▶ [Task directions]
Return every line of the material below that contains the word "grass".

++++ Records to use

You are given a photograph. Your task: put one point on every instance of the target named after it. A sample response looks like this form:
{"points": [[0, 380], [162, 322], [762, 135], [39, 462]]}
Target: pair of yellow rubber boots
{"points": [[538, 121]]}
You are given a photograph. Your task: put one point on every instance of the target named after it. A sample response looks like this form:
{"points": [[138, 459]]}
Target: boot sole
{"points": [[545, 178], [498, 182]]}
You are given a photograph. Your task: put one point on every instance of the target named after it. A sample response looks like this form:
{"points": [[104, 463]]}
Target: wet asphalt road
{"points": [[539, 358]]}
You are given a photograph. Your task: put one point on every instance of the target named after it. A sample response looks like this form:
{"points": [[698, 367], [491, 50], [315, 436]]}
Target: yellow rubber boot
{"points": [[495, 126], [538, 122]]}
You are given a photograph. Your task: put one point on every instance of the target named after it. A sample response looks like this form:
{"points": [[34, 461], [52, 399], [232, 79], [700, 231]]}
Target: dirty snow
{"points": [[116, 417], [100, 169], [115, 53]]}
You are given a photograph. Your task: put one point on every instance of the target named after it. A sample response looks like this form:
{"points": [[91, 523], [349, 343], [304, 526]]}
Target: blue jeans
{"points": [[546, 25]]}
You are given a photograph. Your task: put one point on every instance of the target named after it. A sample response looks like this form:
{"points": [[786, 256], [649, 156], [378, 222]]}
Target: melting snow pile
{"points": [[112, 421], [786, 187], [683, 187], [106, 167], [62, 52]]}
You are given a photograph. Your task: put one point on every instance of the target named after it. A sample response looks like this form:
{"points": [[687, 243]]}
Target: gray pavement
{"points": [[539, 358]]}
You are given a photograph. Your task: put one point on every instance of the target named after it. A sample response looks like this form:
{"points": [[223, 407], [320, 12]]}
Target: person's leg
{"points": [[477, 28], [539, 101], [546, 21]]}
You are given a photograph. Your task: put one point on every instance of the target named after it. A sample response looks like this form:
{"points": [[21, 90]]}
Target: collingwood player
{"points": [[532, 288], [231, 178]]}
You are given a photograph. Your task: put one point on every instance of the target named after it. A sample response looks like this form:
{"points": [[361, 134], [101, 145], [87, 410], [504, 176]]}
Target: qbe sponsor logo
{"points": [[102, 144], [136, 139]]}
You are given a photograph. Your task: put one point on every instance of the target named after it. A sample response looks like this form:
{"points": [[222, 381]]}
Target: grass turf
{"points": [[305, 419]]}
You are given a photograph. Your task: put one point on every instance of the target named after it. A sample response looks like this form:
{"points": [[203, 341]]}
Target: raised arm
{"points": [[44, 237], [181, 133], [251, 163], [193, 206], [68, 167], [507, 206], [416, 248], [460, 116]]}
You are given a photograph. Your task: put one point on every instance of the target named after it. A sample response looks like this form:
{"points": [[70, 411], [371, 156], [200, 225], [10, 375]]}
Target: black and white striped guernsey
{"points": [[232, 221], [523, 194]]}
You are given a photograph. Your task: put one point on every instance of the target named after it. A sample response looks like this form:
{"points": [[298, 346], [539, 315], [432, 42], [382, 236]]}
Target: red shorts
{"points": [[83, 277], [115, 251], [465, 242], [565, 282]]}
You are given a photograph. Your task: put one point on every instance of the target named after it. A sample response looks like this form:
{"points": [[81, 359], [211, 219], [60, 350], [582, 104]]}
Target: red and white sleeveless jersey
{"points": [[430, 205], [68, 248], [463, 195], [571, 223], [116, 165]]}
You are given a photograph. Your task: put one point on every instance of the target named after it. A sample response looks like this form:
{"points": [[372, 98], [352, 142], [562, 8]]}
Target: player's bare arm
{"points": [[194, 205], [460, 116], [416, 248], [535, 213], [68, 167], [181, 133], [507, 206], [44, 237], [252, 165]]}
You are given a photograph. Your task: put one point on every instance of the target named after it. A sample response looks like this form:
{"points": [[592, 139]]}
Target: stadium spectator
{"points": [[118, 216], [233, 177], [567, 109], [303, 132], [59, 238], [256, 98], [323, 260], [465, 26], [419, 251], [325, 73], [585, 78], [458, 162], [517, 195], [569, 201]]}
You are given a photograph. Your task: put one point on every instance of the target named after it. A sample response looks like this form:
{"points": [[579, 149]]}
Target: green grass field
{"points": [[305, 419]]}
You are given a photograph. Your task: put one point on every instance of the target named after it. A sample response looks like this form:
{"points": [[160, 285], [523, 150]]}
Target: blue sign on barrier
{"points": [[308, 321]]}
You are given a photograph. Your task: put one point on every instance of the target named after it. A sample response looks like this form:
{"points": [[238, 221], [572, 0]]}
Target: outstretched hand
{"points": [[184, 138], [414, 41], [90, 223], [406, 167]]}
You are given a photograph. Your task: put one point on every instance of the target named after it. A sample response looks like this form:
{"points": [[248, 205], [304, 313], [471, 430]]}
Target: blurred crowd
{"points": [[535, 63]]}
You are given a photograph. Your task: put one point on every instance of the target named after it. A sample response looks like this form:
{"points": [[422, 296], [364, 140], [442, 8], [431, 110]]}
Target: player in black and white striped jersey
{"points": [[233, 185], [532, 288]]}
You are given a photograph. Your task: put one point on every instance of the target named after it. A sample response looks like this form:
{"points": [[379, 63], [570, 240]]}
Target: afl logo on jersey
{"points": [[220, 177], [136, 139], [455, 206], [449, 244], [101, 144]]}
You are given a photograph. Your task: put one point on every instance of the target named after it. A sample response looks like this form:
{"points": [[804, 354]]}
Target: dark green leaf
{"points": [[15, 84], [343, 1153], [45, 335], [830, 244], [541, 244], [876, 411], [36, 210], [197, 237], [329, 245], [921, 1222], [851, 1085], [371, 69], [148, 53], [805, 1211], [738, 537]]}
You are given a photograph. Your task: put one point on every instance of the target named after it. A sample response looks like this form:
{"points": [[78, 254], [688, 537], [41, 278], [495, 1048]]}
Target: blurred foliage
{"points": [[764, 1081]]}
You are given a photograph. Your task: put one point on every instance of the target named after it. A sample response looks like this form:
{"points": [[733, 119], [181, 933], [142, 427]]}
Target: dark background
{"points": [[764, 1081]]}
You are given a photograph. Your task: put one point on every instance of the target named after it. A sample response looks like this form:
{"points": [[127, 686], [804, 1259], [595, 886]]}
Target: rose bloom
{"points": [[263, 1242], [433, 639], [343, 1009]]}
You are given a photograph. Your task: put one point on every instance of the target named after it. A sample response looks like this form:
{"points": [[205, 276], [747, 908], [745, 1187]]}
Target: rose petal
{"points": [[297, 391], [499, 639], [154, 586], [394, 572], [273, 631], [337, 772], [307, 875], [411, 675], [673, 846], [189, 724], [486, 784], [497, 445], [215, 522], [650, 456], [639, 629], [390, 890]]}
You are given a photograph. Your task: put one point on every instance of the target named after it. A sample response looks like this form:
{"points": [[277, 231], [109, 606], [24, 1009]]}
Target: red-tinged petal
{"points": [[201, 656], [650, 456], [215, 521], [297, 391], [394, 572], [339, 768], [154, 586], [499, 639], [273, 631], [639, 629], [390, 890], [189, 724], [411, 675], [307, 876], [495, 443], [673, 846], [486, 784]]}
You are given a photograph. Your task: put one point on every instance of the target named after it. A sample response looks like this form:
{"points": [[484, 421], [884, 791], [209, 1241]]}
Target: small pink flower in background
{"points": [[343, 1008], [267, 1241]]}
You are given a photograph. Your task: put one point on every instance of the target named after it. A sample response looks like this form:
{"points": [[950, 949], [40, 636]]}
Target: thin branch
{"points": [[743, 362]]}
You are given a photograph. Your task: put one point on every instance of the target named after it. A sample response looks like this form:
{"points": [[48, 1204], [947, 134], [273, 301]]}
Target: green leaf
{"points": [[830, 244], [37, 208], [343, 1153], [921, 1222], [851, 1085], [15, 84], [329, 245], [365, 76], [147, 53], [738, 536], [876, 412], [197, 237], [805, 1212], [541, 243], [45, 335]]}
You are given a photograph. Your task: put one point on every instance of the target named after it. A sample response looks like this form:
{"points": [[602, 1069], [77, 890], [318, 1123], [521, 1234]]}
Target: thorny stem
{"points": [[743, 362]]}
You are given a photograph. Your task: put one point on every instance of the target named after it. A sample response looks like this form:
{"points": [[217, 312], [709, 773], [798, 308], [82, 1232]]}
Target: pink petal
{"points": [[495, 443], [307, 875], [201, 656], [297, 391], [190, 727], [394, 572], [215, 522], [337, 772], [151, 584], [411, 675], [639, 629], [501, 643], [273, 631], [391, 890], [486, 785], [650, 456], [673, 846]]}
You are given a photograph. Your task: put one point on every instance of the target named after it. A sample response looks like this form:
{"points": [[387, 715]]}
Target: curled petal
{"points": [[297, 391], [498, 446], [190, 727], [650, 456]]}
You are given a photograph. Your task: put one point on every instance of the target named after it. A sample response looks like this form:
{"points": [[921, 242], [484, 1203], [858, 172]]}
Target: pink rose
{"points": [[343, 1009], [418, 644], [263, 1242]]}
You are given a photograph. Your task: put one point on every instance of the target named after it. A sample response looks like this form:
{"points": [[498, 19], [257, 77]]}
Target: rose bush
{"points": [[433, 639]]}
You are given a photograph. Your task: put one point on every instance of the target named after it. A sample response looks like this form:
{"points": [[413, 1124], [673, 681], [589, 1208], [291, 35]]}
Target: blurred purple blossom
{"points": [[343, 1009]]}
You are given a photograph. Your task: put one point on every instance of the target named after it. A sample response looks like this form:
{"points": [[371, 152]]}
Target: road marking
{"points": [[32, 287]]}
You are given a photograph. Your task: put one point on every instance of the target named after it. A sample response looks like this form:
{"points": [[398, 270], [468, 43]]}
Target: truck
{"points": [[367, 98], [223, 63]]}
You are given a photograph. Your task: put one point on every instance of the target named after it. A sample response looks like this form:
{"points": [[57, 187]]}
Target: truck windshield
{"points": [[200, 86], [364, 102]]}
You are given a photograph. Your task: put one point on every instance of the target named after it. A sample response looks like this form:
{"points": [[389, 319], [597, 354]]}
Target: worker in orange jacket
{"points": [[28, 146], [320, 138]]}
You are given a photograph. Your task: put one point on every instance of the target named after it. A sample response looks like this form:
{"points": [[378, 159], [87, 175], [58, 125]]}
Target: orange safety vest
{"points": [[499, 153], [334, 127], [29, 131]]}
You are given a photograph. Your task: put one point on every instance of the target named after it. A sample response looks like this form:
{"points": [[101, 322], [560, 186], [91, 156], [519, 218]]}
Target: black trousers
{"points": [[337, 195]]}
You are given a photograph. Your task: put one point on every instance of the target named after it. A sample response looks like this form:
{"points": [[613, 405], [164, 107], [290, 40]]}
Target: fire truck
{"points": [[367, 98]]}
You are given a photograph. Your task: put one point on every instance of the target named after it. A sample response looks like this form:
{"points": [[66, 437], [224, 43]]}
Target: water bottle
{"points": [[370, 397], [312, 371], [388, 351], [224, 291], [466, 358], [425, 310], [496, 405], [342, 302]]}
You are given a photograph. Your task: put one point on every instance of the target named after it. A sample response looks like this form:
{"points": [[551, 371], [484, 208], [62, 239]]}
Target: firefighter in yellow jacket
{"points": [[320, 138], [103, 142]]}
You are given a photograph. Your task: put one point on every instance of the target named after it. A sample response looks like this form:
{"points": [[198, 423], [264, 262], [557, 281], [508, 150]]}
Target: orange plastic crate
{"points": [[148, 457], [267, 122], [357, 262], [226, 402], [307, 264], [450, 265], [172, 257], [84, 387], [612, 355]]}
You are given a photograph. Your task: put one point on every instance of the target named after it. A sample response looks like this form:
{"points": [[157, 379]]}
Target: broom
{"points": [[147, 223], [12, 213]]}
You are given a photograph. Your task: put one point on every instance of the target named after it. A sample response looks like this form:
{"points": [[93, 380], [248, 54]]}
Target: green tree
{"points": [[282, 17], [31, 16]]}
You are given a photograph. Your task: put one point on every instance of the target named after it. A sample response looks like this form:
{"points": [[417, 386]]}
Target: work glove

++++++++

▶ [Response to this task]
Target: grass turf
Target: green grass field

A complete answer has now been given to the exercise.